Work instructions. Reproduce every record below word for word, leaving out the pictures.
####
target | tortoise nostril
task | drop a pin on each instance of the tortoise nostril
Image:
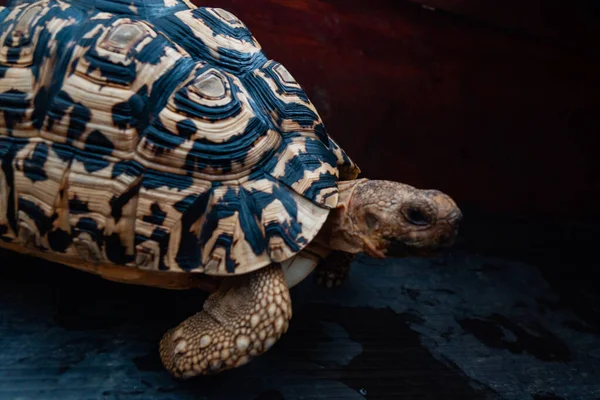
(417, 217)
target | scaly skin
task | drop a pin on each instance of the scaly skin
(240, 321)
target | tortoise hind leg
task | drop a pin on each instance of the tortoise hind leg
(241, 320)
(334, 269)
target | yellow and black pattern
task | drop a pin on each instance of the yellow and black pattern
(157, 135)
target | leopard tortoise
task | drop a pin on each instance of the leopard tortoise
(152, 142)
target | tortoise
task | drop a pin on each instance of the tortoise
(152, 142)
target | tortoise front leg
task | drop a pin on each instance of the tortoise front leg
(334, 269)
(240, 321)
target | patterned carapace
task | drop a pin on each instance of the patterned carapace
(157, 135)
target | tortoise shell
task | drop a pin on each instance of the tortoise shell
(156, 135)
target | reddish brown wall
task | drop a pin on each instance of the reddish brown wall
(501, 114)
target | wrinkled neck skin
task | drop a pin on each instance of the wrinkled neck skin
(340, 231)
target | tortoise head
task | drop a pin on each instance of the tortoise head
(390, 219)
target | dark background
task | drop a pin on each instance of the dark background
(496, 103)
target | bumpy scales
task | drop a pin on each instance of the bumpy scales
(156, 135)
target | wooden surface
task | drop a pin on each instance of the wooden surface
(484, 322)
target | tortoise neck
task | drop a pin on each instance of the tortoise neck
(339, 231)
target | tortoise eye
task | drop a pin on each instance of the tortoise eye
(372, 221)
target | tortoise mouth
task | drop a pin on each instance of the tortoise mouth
(400, 249)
####
Answer for the task.
target | tortoise nostril
task | drop a pin on each instance of the tortoise nostril
Image:
(417, 217)
target | scaly skin
task | drop a pin on each instance of the scaly skin
(240, 321)
target | tortoise hind leg
task | drop a pin on each instance of the tortoise hind leg
(241, 320)
(334, 269)
target | yellow and black pattern
task | drop a pin on each instance of the yellow and black pattern
(157, 135)
target | leopard tortoise
task | drop a pin on each instance of the leopard tortoise
(152, 142)
target | tortoise
task | drop a pin on each instance of the tortoise
(152, 142)
target | tortoise front leg
task | drop a pin on each instance of the tortoise front leg
(334, 269)
(240, 321)
target | patterned carapace
task | drop a pin on each instance of the patterned carapace
(157, 135)
target | tortoise shell
task | drop a pin on each instance of the tortoise shell
(156, 135)
target | reddish brown wall
task | drop a pin on each instance of the reddish brown wall
(501, 114)
target | wrinkled neck skin
task | drop a pin on each instance of the wrinkled neck skin
(340, 231)
target | tortoise head
task | drop a pin on each instance of the tortoise head
(390, 219)
target | dark background
task | drop a pin on each instance of the dark background
(496, 103)
target | bumpy scales
task | drop a pin on each instance of the bumpy scales
(156, 135)
target | wooden surface
task | drop a pin on each instance of the wooden surface
(484, 322)
target | tortoise neck
task | drop a pin on each instance of the tortoise neck
(339, 231)
target | tortoise eye
task | drop a pin on each instance of the tortoise eye
(372, 221)
target | tortoise mouth
task | drop a pin on each instance of the tortoise mouth
(400, 249)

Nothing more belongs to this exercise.